### Problem statement:
Repeat precisely, and only, the lines between the line containing "Point to the distant" and the end of the listing below, both ends included.

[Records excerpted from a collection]
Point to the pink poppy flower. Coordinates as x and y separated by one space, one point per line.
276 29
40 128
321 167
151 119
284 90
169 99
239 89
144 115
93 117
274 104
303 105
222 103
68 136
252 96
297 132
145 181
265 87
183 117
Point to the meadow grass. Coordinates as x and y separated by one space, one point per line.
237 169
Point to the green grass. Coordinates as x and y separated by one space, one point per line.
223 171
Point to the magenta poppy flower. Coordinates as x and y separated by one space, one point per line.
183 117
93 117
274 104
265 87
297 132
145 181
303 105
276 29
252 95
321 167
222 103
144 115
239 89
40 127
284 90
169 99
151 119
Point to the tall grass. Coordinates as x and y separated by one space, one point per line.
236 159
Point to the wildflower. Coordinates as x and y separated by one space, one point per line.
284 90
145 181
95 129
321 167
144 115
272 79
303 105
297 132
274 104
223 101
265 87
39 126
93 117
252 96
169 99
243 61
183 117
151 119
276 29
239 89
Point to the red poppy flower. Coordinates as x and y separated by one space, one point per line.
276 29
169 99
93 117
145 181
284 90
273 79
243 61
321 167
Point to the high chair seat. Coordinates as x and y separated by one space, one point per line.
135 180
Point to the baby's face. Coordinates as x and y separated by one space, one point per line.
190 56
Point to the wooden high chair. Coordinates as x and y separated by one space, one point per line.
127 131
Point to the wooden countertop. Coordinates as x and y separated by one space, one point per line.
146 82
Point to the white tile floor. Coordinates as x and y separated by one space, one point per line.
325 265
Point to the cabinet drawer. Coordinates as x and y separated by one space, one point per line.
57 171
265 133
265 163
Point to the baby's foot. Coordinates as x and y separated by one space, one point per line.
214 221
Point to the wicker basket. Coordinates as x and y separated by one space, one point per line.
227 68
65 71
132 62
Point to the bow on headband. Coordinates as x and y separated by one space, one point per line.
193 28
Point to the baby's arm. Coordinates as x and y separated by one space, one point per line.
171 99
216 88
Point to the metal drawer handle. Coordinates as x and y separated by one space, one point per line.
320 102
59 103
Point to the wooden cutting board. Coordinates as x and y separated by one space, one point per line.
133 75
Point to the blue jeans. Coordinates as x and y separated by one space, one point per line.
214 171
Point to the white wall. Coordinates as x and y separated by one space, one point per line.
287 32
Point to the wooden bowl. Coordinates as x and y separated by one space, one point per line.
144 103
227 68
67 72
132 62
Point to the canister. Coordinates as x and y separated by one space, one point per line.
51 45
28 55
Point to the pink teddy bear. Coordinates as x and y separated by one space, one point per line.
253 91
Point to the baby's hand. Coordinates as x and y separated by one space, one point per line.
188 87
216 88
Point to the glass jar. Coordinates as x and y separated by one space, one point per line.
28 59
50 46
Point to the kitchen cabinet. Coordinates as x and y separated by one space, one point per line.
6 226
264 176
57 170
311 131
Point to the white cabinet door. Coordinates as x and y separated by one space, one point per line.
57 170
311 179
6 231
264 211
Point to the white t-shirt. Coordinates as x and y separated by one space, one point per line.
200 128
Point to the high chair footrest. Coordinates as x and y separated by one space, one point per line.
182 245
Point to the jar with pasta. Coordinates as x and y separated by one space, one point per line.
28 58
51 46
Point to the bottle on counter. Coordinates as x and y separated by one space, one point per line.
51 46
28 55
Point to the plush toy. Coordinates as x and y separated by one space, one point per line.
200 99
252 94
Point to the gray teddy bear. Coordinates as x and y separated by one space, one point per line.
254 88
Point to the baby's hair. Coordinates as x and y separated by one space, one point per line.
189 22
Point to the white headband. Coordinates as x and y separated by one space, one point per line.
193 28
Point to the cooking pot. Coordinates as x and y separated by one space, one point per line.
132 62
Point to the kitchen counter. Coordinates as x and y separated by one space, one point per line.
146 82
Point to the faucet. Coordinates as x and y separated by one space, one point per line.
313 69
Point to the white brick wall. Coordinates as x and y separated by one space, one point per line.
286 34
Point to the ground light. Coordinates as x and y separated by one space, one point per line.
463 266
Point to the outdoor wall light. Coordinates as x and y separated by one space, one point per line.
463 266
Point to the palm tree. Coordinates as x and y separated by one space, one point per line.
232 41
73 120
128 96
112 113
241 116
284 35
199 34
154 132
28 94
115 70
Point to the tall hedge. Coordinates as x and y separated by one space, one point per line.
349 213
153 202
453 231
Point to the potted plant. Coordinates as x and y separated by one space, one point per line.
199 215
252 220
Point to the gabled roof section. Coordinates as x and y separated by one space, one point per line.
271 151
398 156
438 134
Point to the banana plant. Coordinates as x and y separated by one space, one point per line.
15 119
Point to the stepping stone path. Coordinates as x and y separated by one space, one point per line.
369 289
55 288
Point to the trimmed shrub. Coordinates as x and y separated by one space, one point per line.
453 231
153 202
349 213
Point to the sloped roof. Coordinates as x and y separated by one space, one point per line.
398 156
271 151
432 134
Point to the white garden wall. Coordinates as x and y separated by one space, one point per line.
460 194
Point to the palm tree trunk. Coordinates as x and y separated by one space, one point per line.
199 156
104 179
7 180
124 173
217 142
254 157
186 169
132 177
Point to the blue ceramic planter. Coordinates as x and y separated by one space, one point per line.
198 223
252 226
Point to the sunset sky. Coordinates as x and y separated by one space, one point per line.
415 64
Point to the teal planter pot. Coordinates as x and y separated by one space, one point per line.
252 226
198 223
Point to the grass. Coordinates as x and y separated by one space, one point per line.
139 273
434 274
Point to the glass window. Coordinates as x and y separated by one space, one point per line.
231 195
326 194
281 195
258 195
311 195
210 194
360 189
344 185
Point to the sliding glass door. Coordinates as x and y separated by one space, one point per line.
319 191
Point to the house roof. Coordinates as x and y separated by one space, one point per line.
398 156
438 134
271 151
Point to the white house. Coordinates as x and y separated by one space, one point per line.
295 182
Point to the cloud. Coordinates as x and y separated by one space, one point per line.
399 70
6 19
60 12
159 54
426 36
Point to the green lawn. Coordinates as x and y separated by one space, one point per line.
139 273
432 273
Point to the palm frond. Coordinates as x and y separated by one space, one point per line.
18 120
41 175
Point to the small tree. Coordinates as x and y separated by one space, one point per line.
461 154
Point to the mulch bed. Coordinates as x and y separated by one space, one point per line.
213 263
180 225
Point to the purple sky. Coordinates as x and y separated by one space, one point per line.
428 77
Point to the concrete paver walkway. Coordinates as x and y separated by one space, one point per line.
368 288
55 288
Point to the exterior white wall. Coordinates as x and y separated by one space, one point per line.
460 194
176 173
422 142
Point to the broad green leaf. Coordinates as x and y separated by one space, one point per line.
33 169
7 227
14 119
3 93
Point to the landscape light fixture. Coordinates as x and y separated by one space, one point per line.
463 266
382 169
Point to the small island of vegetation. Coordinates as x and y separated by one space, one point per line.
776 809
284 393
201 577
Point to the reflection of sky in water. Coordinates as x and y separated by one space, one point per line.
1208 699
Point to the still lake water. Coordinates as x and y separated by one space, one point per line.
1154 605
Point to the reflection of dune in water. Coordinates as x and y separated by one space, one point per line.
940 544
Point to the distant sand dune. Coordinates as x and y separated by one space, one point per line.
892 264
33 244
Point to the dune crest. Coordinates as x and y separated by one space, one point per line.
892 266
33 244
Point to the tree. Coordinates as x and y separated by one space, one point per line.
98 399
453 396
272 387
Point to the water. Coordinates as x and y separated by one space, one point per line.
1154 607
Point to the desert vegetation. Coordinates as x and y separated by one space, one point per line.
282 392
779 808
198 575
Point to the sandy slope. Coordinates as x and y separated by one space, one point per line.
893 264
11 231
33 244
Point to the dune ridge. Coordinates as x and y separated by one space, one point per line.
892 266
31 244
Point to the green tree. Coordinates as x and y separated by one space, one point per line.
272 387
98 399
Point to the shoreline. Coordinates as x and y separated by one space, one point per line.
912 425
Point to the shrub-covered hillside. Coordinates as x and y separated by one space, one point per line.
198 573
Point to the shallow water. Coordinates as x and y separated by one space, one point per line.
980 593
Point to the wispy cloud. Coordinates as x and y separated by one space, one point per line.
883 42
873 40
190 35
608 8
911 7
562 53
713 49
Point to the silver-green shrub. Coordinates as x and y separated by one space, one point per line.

### Completed exercise:
Point to the distant sand dune. Coordinates as x and y separated by one space, one point per line.
892 264
33 244
Point to the dune crest. Coordinates as x and y separated by one space, one point per line.
892 266
33 244
Point to the tree. Coordinates as x and y separated by one space, one point per line.
98 399
453 396
272 387
Point to the water. Coordinates as x and y separated by one space, one point per line.
1154 607
Point to the desert vegetation. Coordinates as x and y separated by one space, one point per line.
282 392
779 808
198 575
Point to the sandy slope. Coordinates as x and y separated by one space, one point per line.
893 264
11 231
33 244
Point to the dune ridge. Coordinates as x and y separated by one space, one point per line.
892 266
31 244
Point to the green tree. Coordinates as x and y separated by one space, one point per line.
272 387
98 399
Point to the shoreline. Coordinates as x and y separated by one space, one point per line.
912 425
Point to the shrub-covered hillside. Coordinates as x and y separated by one space, one point per line.
198 573
Point to the shallow water. Coordinates as x and y separated by one space, one point per line.
980 593
Point to the wispy cloud. Coordinates as x and y separated by one space, one point per line.
883 42
873 40
190 35
608 8
911 7
562 53
713 49
Point to the silver-green shrub. Coordinates as x and y separated by one space, one point per line.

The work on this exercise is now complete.